_Extrait fourni_
<<<<
Impression
Acipenser baerii (Brandt, 1869) [Acipenseridae]
Poisson marine/Diadrome
FAO Names:
EnSiberian sturgeon
FrEsturgeon de Sibérie
EsEsturión de Siberia

FAO. 2009. Acipenser baerii. In Cultured aquatic species fact sheets. Text by Williot, P., Bronzi, P., Benoit, P., Bonpunt, E., Chebanov, M., Domezain, A., Gessner, J., Gulyas, T., Kolman, R., Michaels, J., Sabeau, L. & Vizziano, D. Edited and compiled by Valerio Crespi and Michael New. CD-ROM (multilingual).
IDENTIFICATION
Caractéristiques biologiques
Présence de spiracles. Museau et pédicule caudal subconique. Membranes des branchies jointes par l’isthme. Bouche protractile transverse et lèvre inférieure fendue au milieu. Les barbillons sont lisses ou légèrement frangés. La longueur de la mâchoire est très variable (33,3-61 pour cent de la longueur de la tête). 20-49 branchiospines, chacune terminée par plusieurs boutons. Nageoire dorsale: 30-56 rayons. Nageoire adipeuse: 17-33 rayons. 10-12 écussons osseux dorsaux, 32-62 écussons osseux latéraux, 7-16 (20) écussons osseux ventraux. Les écussons osseux des jeunes spécimens sont légèrement inclinés alors que ce n’est pas le cas chez les adultes. De nombreuses petites plaques osseuses se trouvent entre les rangées d’écussons. Grande variabilité de couleurs: du gris léger au marron foncé sur le dos et les flancs, du blanc au jaunâtre sur le ventre.
>>>>
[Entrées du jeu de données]
<<<<
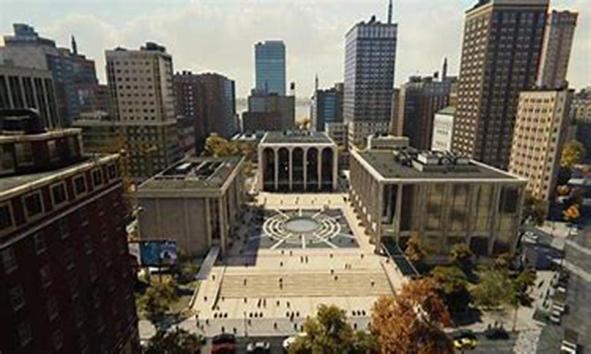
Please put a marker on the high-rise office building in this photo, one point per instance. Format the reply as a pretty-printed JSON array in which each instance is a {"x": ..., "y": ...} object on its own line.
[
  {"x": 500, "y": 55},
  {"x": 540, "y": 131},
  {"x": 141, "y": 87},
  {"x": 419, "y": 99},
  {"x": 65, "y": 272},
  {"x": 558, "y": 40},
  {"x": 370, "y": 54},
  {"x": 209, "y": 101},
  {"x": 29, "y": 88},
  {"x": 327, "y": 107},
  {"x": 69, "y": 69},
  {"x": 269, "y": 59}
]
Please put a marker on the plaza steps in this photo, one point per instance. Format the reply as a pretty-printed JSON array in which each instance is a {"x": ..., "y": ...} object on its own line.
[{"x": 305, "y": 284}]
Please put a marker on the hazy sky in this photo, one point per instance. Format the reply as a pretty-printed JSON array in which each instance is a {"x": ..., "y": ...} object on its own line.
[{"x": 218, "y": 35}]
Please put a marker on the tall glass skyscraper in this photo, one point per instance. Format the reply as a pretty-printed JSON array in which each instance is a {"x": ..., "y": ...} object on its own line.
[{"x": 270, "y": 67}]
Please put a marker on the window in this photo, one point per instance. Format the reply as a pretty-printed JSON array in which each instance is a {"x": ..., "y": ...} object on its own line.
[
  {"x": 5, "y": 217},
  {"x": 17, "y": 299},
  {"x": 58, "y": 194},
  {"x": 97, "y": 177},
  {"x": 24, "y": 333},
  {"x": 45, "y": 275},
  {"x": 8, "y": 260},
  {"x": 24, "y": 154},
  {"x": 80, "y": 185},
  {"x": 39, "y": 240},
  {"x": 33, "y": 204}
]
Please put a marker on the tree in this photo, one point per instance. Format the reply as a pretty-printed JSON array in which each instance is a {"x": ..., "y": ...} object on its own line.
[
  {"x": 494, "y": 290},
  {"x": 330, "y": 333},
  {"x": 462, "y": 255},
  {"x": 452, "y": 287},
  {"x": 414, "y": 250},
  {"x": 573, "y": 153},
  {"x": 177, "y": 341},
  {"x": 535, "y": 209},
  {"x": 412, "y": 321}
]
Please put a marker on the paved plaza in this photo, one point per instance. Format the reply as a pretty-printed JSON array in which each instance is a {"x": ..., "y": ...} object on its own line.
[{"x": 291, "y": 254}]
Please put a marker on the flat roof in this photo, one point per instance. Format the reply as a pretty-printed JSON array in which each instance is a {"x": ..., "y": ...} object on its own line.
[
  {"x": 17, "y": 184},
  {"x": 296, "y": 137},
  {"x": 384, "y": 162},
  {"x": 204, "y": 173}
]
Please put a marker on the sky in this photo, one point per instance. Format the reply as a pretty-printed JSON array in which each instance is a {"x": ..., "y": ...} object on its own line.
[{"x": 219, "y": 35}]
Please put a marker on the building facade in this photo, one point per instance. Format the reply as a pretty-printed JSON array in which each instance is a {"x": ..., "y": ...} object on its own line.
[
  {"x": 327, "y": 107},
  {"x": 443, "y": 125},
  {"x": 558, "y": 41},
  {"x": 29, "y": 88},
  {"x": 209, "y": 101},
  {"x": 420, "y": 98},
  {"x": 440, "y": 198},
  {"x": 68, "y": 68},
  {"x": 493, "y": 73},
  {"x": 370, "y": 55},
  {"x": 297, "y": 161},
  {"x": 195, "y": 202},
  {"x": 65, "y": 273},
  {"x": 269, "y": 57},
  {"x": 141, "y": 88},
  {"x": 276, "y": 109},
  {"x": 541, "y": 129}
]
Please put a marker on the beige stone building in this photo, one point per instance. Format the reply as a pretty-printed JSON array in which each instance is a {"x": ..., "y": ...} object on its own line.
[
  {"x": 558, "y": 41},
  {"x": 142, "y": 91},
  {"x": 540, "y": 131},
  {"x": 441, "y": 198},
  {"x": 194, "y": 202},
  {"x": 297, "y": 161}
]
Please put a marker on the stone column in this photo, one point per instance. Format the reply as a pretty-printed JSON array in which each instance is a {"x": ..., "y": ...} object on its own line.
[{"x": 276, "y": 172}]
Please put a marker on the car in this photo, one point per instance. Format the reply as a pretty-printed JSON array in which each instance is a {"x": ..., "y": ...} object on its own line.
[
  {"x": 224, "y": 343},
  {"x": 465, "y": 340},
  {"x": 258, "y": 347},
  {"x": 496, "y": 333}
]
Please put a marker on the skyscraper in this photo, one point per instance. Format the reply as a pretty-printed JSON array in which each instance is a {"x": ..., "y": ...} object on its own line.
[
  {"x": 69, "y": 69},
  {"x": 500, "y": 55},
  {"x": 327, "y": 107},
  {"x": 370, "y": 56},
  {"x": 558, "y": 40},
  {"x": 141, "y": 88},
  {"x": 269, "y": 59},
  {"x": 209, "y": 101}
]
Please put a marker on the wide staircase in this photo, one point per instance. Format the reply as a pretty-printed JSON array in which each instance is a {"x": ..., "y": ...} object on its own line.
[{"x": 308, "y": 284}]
>>>>
_Consigne_
Recopiez intégralement la fiche sur l'esturgeon de Sibérie, sans rien y changer. La liste ci-dessus provient d'une autre source que la fiche sur l'esturgeon de Sibérie.

_Réponse_
Impression
Acipenser baerii (Brandt, 1869) [Acipenseridae]
Poisson marine/Diadrome
FAO Names:
EnSiberian sturgeon
FrEsturgeon de Sibérie
EsEsturión de Siberia

FAO. 2009. Acipenser baerii. In Cultured aquatic species fact sheets. Text by Williot, P., Bronzi, P., Benoit, P., Bonpunt, E., Chebanov, M., Domezain, A., Gessner, J., Gulyas, T., Kolman, R., Michaels, J., Sabeau, L. & Vizziano, D. Edited and compiled by Valerio Crespi and Michael New. CD-ROM (multilingual).
IDENTIFICATION
Caractéristiques biologiques
Présence de spiracles. Museau et pédicule caudal subconique. Membranes des branchies jointes par l’isthme. Bouche protractile transverse et lèvre inférieure fendue au milieu. Les barbillons sont lisses ou légèrement frangés. La longueur de la mâchoire est très variable (33,3-61 pour cent de la longueur de la tête). 20-49 branchiospines, chacune terminée par plusieurs boutons. Nageoire dorsale: 30-56 rayons. Nageoire adipeuse: 17-33 rayons. 10-12 écussons osseux dorsaux, 32-62 écussons osseux latéraux, 7-16 (20) écussons osseux ventraux. Les écussons osseux des jeunes spécimens sont légèrement inclinés alors que ce n’est pas le cas chez les adultes. De nombreuses petites plaques osseuses se trouvent entre les rangées d’écussons. Grande variabilité de couleurs: du gris léger au marron foncé sur le dos et les flancs, du blanc au jaunâtre sur le ventre.